Point localization data:
################

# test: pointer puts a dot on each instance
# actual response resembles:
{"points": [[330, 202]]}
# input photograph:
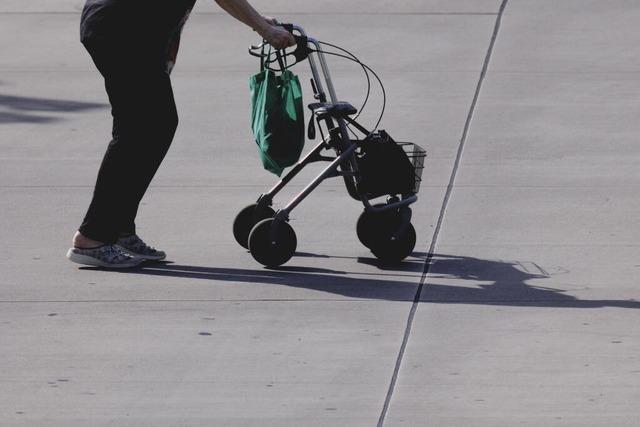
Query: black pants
{"points": [[144, 123]]}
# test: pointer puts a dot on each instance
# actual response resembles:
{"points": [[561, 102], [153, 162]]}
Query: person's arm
{"points": [[278, 37]]}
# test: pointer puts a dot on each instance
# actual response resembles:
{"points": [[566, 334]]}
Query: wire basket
{"points": [[416, 155]]}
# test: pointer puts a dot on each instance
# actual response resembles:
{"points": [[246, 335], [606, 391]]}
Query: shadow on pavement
{"points": [[20, 109], [477, 281]]}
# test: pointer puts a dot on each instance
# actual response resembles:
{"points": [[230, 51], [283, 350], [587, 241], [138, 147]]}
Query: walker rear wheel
{"points": [[272, 242], [246, 219], [370, 223]]}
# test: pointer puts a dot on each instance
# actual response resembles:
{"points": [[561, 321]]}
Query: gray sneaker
{"points": [[137, 247], [107, 256]]}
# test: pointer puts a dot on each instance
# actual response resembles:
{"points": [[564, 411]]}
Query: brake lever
{"points": [[254, 48]]}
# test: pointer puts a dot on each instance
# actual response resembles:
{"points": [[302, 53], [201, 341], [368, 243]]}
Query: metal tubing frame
{"points": [[344, 158]]}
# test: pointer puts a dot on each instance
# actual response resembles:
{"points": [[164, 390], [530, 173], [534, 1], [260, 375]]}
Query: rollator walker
{"points": [[373, 167]]}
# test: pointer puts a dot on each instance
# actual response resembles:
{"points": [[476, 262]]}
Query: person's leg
{"points": [[144, 122]]}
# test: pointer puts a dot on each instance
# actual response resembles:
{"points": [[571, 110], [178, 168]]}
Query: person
{"points": [[134, 44]]}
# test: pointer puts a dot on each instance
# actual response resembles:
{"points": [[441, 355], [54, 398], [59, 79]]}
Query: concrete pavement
{"points": [[527, 314]]}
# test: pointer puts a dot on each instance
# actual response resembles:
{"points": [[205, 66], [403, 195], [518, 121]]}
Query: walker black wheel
{"points": [[392, 249], [246, 219], [272, 242], [370, 223]]}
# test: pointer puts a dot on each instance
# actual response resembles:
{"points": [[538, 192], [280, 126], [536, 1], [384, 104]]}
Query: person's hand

################

ASSIGNMENT.
Word for word, give the data above again, without any images.

EXERCISE RESULT.
# test: pointer puts a dot on each instance
# actual response resembles:
{"points": [[330, 202]]}
# input photograph:
Query: black pants
{"points": [[144, 123]]}
# test: pointer puts a dot on each instance
# actual response resembles:
{"points": [[561, 102], [153, 162]]}
Query: person's arm
{"points": [[278, 37]]}
# test: pointer puts a dot on each instance
# actual response resembles:
{"points": [[566, 334]]}
Query: wire basket
{"points": [[416, 155]]}
# test: pointer puts a dot on each instance
# actual response resembles:
{"points": [[246, 335], [606, 391]]}
Query: shadow on pavement
{"points": [[20, 109], [477, 281]]}
# test: pointer puts a dot on each instance
# actual response resembles:
{"points": [[230, 51], [283, 350], [587, 241], [138, 147]]}
Query: walker rear wheel
{"points": [[272, 242], [246, 219], [370, 223]]}
# test: pointer puts a dot on each instance
# actual response resembles:
{"points": [[561, 321]]}
Query: gray sneaker
{"points": [[137, 247], [107, 256]]}
# test: pointer puts a dot on each instance
# actual response resembles:
{"points": [[564, 411]]}
Query: brake lever
{"points": [[254, 48]]}
# test: pointer puts a dot on each instance
# actual response resembles:
{"points": [[302, 53], [201, 341], [368, 243]]}
Query: metal tubing frame
{"points": [[344, 158]]}
# test: pointer puts a dot on each instance
# actual response resembles:
{"points": [[164, 390], [530, 173], [534, 1], [260, 375]]}
Query: rollator walker
{"points": [[373, 167]]}
# test: pointer puts a dot on each instance
# actual response resembles:
{"points": [[476, 262]]}
Query: person's leg
{"points": [[144, 122]]}
# test: pointer puts a dot on each instance
# actual response resembles:
{"points": [[571, 110], [178, 168]]}
Query: person
{"points": [[134, 44]]}
# test: pointer puts a dot on each instance
# actual response resembles:
{"points": [[441, 355], [54, 398], [59, 79]]}
Query: concrete pavement
{"points": [[527, 314]]}
# test: pointer puts a dot on each instance
# actual response resembles:
{"points": [[205, 66], [403, 195], [518, 121]]}
Query: walker black wheel
{"points": [[392, 249], [246, 219], [272, 242], [370, 223]]}
# test: pointer puts a dot on each instance
# actual response resembles:
{"points": [[538, 192], [280, 126], [536, 1], [384, 104]]}
Query: person's hand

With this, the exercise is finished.